A formação de pós-graduados em Física de nossa Universidade só seria reiniciado em 1971, quando o professor Aloysio da Costa Chaves, então Reitor da já Universidade Federal do Pará (UFPA), introduziria uma política global de capacitação de docentes da UFPA. Assim é que, mais uma vez com o auxílio da CAPES, três professores do já Departamento de Física da UFPA (DF/UFPA), Paulo de Tarso Santos Alencar, Leopoldino dos Santos Ferreira e Orlando José Carvalho de Moura, seguiram para o Departamento de Física da PUC/RJ (DF/PUC/RJ), para realizarem o Mestrado em Física. Em 1974-1975, no Reitorado do professor Clovis Cunha da Gama Malcher, mais quatro professores do DF/UFPA, José de Ribamar Seguins Gomes, João Sandoval Bittencourt de Oliveira, Luiz Sérgio Guimarães Cancela e Elsen Alfredo dos Santos Alencar, seguiram para a UNICAMP a fim de realizarem o Mestrado, desta vez com a colaboração tanto da CAPES quanto do Conselho Nacional de Pesquisas (CNPq).

A partir de 1976, com a instalação do PICD/CAPES na UFPA, a formação de especialistas em Física tem seguido a política traçada pela Sub-Reitoria de Ensino e Administração Acadêmica da UFPA, por intermédio de sua Assessoria Técnica (ASTEC) e, dentro dessa política, existem quatro professores do DF/UFPA (Paulo Alencar, Seguins, Cancela e Sandoval) fazendo Doutoramento na UNICAMP, e o Elsen Alencar, concluindo seu Mestrado na USP. Dois recém-graduados, Antonio Boulhosa Nassar e Miguel Ayan, com bolsa do PICD/CAPES, iniciaram neste ano de 1978, respectivamente, os Mestrados, em Física na UNICAMP, e em Astronomia no Instituto Astronômico e Geofísico (IAG) da USP. Outros docentes de nosso Departamento realizam Mestrado no NCGG/UFPA.

DADOS FORNECIDOS
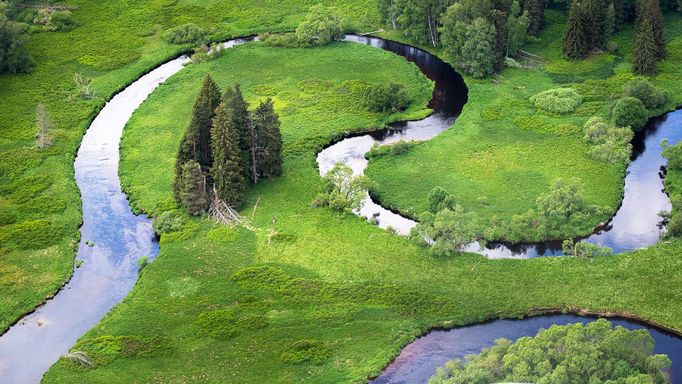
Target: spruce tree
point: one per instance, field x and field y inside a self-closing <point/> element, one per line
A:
<point x="644" y="51"/>
<point x="227" y="173"/>
<point x="266" y="123"/>
<point x="536" y="14"/>
<point x="192" y="189"/>
<point x="234" y="100"/>
<point x="575" y="39"/>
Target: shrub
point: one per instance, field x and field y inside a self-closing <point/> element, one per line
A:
<point x="61" y="21"/>
<point x="610" y="144"/>
<point x="629" y="112"/>
<point x="185" y="34"/>
<point x="284" y="40"/>
<point x="584" y="249"/>
<point x="559" y="100"/>
<point x="391" y="97"/>
<point x="321" y="26"/>
<point x="169" y="221"/>
<point x="651" y="96"/>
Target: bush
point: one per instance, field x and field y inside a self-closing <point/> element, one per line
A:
<point x="392" y="97"/>
<point x="61" y="21"/>
<point x="651" y="96"/>
<point x="284" y="40"/>
<point x="629" y="112"/>
<point x="185" y="34"/>
<point x="564" y="354"/>
<point x="169" y="221"/>
<point x="610" y="144"/>
<point x="584" y="249"/>
<point x="559" y="100"/>
<point x="321" y="26"/>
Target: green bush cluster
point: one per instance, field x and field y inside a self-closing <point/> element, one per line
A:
<point x="189" y="33"/>
<point x="574" y="353"/>
<point x="608" y="143"/>
<point x="652" y="97"/>
<point x="392" y="97"/>
<point x="558" y="100"/>
<point x="629" y="112"/>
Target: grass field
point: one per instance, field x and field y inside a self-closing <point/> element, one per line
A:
<point x="318" y="296"/>
<point x="508" y="152"/>
<point x="114" y="43"/>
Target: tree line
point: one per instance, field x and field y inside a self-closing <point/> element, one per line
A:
<point x="592" y="22"/>
<point x="226" y="147"/>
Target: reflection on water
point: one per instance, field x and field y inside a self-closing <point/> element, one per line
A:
<point x="109" y="269"/>
<point x="419" y="360"/>
<point x="635" y="225"/>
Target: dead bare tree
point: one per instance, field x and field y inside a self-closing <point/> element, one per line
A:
<point x="44" y="124"/>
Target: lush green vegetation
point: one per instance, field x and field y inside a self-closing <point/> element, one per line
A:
<point x="574" y="353"/>
<point x="509" y="151"/>
<point x="109" y="45"/>
<point x="224" y="303"/>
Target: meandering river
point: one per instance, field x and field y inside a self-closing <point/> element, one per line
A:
<point x="113" y="239"/>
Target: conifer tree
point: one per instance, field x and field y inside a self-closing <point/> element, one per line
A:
<point x="575" y="39"/>
<point x="192" y="189"/>
<point x="536" y="14"/>
<point x="234" y="100"/>
<point x="196" y="142"/>
<point x="226" y="170"/>
<point x="266" y="123"/>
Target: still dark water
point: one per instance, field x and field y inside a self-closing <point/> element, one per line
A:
<point x="418" y="361"/>
<point x="635" y="225"/>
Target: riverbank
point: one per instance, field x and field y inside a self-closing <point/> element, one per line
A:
<point x="189" y="309"/>
<point x="509" y="152"/>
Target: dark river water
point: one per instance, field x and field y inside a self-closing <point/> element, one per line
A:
<point x="418" y="361"/>
<point x="120" y="238"/>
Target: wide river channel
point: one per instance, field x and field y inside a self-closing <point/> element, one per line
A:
<point x="113" y="238"/>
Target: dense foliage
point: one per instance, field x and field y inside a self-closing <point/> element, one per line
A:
<point x="189" y="33"/>
<point x="321" y="26"/>
<point x="342" y="190"/>
<point x="608" y="143"/>
<point x="390" y="97"/>
<point x="230" y="144"/>
<point x="629" y="112"/>
<point x="574" y="353"/>
<point x="14" y="55"/>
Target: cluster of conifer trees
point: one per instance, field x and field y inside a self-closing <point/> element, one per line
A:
<point x="225" y="147"/>
<point x="591" y="23"/>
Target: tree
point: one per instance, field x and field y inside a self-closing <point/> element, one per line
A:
<point x="195" y="143"/>
<point x="629" y="112"/>
<point x="234" y="100"/>
<point x="44" y="124"/>
<point x="266" y="123"/>
<point x="227" y="173"/>
<point x="202" y="117"/>
<point x="322" y="25"/>
<point x="478" y="49"/>
<point x="447" y="231"/>
<point x="576" y="44"/>
<point x="342" y="191"/>
<point x="536" y="14"/>
<point x="14" y="55"/>
<point x="517" y="25"/>
<point x="649" y="43"/>
<point x="192" y="191"/>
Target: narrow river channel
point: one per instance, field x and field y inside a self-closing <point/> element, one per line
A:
<point x="113" y="238"/>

TAREFA PROPOSTA 1
Responda a três perguntas sobre o texto da pós-graduação em Física na UFPA.
(a) Em que ano foi reiniciada a formação de pós-graduados em Física?
(b) Para qual universidade seguiram os quatro professores que fizeram o Mestrado em 1974-1975?
(c) Em que instituição Miguel Ayan iniciou o Mestrado em Astronomia?
TAREFA PROPOSTA 2
Extraia do texto da pós-graduação em Física na UFPA o trecho que vai de "A partir de" a "Mestrado no NCGG/UFPA.", sem nenhuma alteração.

RESPOSTA ESCRITA 1
(a) Em 1971.
(b) Para a UNICAMP.
(c) No Instituto Astronômico e Geofísico (IAG) da USP.

RESPOSTA ESCRITA 2
A partir de 1976, com a instalação do PICD/CAPES na UFPA, a formação de especialistas em Física tem seguido a política traçada pela Sub-Reitoria de Ensino e Administração Acadêmica da UFPA, por intermédio de sua Assessoria Técnica (ASTEC) e, dentro dessa política, existem quatro professores do DF/UFPA (Paulo Alencar, Seguins, Cancela e Sandoval) fazendo Doutoramento na UNICAMP, e o Elsen Alencar, concluindo seu Mestrado na USP. Dois recém-graduados, Antonio Boulhosa Nassar e Miguel Ayan, com bolsa do PICD/CAPES, iniciaram neste ano de 1978, respectivamente, os Mestrados, em Física na UNICAMP, e em Astronomia no Instituto Astronômico e Geofísico (IAG) da USP. Outros docentes de nosso Departamento realizam Mestrado no NCGG/UFPA.